Content starts

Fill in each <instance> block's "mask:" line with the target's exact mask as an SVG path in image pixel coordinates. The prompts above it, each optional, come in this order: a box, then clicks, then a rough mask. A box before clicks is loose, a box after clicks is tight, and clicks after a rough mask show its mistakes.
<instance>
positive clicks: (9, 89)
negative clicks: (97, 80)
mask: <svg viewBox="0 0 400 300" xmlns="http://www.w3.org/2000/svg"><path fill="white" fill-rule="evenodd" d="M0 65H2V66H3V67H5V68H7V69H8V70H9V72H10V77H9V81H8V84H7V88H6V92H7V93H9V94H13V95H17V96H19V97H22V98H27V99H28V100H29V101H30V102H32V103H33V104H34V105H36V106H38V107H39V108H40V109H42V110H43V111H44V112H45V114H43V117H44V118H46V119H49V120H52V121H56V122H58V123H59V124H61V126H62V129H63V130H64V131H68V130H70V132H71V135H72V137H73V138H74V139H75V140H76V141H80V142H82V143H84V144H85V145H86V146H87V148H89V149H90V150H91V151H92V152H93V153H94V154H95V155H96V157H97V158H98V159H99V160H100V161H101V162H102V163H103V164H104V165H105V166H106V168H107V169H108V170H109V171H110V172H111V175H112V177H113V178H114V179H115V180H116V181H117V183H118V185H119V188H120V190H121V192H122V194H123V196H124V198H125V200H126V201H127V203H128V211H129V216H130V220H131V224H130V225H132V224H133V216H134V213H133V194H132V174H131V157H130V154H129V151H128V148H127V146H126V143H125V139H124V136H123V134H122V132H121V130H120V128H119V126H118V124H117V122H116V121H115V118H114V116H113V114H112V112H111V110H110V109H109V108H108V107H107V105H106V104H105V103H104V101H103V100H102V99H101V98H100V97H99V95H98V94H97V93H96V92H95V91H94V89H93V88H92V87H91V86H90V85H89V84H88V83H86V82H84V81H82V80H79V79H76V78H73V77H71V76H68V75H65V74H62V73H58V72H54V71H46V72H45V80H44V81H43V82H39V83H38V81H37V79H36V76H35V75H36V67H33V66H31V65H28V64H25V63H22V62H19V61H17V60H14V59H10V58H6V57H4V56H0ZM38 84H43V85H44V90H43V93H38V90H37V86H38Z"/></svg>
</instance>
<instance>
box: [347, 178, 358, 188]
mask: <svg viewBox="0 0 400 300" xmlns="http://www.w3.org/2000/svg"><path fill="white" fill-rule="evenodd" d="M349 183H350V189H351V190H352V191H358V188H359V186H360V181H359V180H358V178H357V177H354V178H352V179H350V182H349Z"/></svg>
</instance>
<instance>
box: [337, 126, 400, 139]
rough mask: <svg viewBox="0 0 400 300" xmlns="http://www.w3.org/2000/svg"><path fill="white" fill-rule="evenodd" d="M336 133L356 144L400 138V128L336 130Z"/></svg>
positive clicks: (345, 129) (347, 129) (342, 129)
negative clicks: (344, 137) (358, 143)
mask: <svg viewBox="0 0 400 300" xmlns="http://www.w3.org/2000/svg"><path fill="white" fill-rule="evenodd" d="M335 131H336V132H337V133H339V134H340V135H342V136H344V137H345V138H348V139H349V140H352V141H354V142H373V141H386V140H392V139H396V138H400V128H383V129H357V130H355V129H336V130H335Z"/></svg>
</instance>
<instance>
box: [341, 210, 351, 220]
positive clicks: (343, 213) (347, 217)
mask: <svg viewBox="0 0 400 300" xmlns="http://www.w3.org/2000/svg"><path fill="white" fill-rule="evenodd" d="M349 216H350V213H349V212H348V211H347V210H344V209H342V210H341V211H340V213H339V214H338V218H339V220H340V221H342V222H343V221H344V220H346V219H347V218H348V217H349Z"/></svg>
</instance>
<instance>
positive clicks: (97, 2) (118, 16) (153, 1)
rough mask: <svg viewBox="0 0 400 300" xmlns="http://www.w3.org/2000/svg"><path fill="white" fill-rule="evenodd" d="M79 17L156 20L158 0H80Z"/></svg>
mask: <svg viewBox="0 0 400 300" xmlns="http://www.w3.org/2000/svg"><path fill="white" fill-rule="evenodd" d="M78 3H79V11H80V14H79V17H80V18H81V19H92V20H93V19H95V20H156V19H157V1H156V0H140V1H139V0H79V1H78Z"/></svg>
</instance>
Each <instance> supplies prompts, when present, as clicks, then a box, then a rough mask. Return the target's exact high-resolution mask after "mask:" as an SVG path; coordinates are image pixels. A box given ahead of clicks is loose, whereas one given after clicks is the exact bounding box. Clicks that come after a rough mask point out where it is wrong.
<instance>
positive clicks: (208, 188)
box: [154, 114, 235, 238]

Content ends

**Instructions to follow:** Every line of the listing should be given again exactly.

**Output:**
Fill in each <instance> block's "mask:" line with the target's exact mask as an SVG path in image pixel coordinates. The prompts above it, each optional, come in this order: a box, then clicks, then a rough mask. A box before clicks is loose, a box after clicks is tight, and clicks after a rough mask show its mistakes.
<instance>
positive clicks: (9, 89)
negative clicks: (97, 80)
mask: <svg viewBox="0 0 400 300" xmlns="http://www.w3.org/2000/svg"><path fill="white" fill-rule="evenodd" d="M0 65H2V66H3V67H5V68H7V69H8V70H9V72H10V77H9V81H8V84H7V88H6V92H7V93H9V94H13V95H17V96H19V97H22V98H27V99H28V100H29V101H30V102H32V103H33V104H34V105H36V106H38V107H39V108H40V109H42V110H43V111H44V112H45V114H43V117H44V118H46V119H49V120H52V121H56V122H58V123H59V124H61V126H62V129H63V130H64V131H68V130H70V132H71V135H72V137H73V138H74V139H75V140H76V141H80V142H82V143H84V144H85V145H86V146H87V148H89V149H90V150H91V151H92V152H93V153H94V154H95V155H96V157H97V158H98V159H99V160H100V161H101V162H102V163H103V164H104V165H105V166H106V168H107V169H108V170H109V171H110V172H111V175H112V177H113V178H114V179H115V180H116V181H117V183H118V185H119V188H120V190H121V192H122V194H123V196H124V198H125V200H126V201H127V203H128V211H129V216H130V220H131V224H130V225H132V224H133V216H134V213H133V194H132V174H131V157H130V154H129V151H128V148H127V146H126V143H125V139H124V136H123V134H122V132H121V130H120V128H119V126H118V124H117V122H116V121H115V118H114V116H113V114H112V112H111V110H110V109H109V108H108V107H107V105H106V104H105V103H104V101H103V100H102V99H101V98H100V97H99V95H98V94H97V93H96V92H95V91H94V89H93V88H92V87H91V86H90V85H89V84H88V83H86V82H84V81H82V80H79V79H76V78H73V77H71V76H68V75H65V74H62V73H58V72H54V71H46V72H45V80H44V81H43V82H39V83H38V81H37V79H36V76H35V75H36V67H33V66H31V65H28V64H25V63H22V62H19V61H17V60H14V59H10V58H6V57H4V56H0ZM38 84H43V85H44V90H43V93H38V90H37V86H38Z"/></svg>
</instance>
<instance>
box: [347, 178, 358, 188]
mask: <svg viewBox="0 0 400 300" xmlns="http://www.w3.org/2000/svg"><path fill="white" fill-rule="evenodd" d="M349 183H350V189H351V190H352V191H358V188H359V186H360V181H359V180H358V178H357V177H354V178H352V179H350V182H349Z"/></svg>
</instance>
<instance>
box: [337, 126, 400, 139]
rough mask: <svg viewBox="0 0 400 300" xmlns="http://www.w3.org/2000/svg"><path fill="white" fill-rule="evenodd" d="M336 133L356 144L400 138V128L336 130Z"/></svg>
positive clicks: (345, 129) (347, 129) (342, 129)
negative clicks: (344, 137) (358, 143)
mask: <svg viewBox="0 0 400 300" xmlns="http://www.w3.org/2000/svg"><path fill="white" fill-rule="evenodd" d="M335 131H336V132H337V133H339V134H340V135H342V136H344V137H345V138H348V139H349V140H352V141H354V142H373V141H386V140H392V139H396V138H400V128H383V129H357V130H355V129H336V130H335Z"/></svg>
</instance>
<instance>
box: [341, 210, 351, 220]
positive clicks: (343, 213) (347, 217)
mask: <svg viewBox="0 0 400 300" xmlns="http://www.w3.org/2000/svg"><path fill="white" fill-rule="evenodd" d="M349 216H350V213H349V212H348V211H347V210H344V209H342V210H341V211H340V213H339V214H338V218H339V220H340V221H342V222H343V221H344V220H346V219H347V218H348V217H349Z"/></svg>
</instance>
<instance>
positive clicks: (97, 2) (118, 16) (153, 1)
rough mask: <svg viewBox="0 0 400 300" xmlns="http://www.w3.org/2000/svg"><path fill="white" fill-rule="evenodd" d="M79 17L156 20L158 0H80Z"/></svg>
mask: <svg viewBox="0 0 400 300" xmlns="http://www.w3.org/2000/svg"><path fill="white" fill-rule="evenodd" d="M78 3H79V11H80V14H79V17H80V18H81V19H92V20H93V19H95V20H156V19H157V1H156V0H140V1H139V0H79V1H78Z"/></svg>
</instance>
Each <instance> supplies prompts, when present, as clicks, then a box, then a rough mask. Return the target's exact high-resolution mask after "mask:" as an SVG path; coordinates are image pixels. A box given ahead of clicks is loose, whereas one given after clicks is the exact bounding box. Clicks that come after a rough mask point out where it is wrong.
<instance>
positive clicks: (208, 188)
box: [154, 114, 235, 238]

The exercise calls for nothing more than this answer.